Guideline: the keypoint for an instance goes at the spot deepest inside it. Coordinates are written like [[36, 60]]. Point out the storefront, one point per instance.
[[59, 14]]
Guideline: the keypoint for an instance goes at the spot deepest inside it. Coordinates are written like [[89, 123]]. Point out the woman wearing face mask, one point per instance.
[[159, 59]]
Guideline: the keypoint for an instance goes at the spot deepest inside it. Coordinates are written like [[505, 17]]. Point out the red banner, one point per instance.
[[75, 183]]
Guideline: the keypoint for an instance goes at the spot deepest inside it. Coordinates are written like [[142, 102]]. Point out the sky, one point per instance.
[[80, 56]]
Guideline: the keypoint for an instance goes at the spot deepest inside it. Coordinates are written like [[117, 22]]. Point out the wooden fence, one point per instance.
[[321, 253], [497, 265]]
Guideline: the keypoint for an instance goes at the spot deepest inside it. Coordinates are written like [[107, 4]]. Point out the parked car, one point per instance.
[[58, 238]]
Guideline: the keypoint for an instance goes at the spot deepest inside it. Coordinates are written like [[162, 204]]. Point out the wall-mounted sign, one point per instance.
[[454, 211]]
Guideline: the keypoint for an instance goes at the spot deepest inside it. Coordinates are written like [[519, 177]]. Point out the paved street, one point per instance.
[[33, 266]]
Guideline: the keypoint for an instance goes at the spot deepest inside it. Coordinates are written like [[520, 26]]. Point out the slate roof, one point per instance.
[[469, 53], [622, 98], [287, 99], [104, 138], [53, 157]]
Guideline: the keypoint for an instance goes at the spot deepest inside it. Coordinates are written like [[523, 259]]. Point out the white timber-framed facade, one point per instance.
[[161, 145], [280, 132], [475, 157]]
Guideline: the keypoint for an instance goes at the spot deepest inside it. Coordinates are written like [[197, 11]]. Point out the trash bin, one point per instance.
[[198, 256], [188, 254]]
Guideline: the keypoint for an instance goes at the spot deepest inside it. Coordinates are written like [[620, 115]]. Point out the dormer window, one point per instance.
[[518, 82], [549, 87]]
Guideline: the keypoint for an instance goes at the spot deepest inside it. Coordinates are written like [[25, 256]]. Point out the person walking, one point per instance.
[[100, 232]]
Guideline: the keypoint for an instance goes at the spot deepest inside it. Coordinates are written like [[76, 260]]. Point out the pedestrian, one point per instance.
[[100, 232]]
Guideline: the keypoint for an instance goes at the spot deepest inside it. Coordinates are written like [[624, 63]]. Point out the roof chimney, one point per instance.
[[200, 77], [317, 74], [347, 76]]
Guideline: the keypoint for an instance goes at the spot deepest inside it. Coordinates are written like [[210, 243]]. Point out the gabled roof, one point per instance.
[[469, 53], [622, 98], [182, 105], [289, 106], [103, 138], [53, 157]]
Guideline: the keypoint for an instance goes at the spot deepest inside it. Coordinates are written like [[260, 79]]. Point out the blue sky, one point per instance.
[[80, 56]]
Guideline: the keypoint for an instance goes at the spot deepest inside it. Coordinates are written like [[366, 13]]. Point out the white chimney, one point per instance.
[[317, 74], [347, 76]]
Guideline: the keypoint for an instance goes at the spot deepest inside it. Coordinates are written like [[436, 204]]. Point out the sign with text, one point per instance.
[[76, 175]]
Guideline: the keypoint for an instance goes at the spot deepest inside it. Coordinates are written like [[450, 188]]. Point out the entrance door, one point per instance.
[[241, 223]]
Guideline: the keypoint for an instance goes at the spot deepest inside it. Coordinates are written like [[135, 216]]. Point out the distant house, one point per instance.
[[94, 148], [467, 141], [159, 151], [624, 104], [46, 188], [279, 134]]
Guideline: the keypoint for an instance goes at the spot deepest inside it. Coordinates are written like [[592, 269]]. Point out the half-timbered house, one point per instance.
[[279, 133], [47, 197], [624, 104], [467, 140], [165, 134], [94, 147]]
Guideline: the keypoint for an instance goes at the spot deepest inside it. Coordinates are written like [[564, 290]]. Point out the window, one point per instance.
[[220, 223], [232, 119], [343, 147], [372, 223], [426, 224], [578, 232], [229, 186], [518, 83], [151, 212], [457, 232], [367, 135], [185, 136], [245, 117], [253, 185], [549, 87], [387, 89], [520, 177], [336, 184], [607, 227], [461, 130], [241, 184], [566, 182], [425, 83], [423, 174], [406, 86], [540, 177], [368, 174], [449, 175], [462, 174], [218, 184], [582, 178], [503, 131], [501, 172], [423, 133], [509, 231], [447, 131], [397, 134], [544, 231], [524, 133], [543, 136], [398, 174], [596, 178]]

| Written request |
From the start of the records through the line with "[[469, 53], [622, 98], [287, 99], [104, 138], [53, 157]]", write every line out again, requests included. Increase each coordinate in the answers by 108, and leave all numbers in the requests unchanged.

| Task response |
Guideline: the keypoint for an instance goes at the spot deepest inside it. Coordinates are written like [[36, 60]]. Point out the storefront, one point per instance.
[[167, 122]]
Guideline: the keypoint for an instance goes at the spot deepest inside it. Coordinates are written like [[89, 123]]. Point out the woman wearing face mask, one point per instance.
[[267, 167]]
Guideline: the keypoint for an instance goes at the spot deepest inside it. Coordinates are written like [[505, 17]]. Point out the red banner, one point per instance.
[[183, 291]]
Guideline: the keypoint for an instance goes at the spot deepest inside it. Coordinates are written like [[142, 102]]. Point out the sky, one point per instance.
[[188, 164]]
Guideline: the keypoint for an instance goes at the spot deepest inside it. Coordinates are written like [[117, 22]]. Point out the wooden fence, one point per instance.
[[429, 361], [605, 373]]
Guideline: the keypoint for an instance goes at the spot deepest inside it. Coordinates are written like [[107, 4]]. Point out the parked car, one point per instance.
[[166, 346]]
Guideline: the keypoint for an instance goes at the spot deepest inside it. Coordinates are written like [[162, 204]]. Point out the wall-mounted sign, one point per instance.
[[562, 319]]
Guideline: the keypoint for an instance goes at the spot deepest inside it. Coordinates are written like [[519, 177]]. Point out the paved street, one point per instance.
[[141, 374]]
Guideline: the keypoint for an instance goes at the spot deepest inside it. Coordinates are written like [[520, 26]]. Point out the slate roof, one point per instance.
[[577, 161], [730, 206], [395, 207], [212, 246], [161, 265]]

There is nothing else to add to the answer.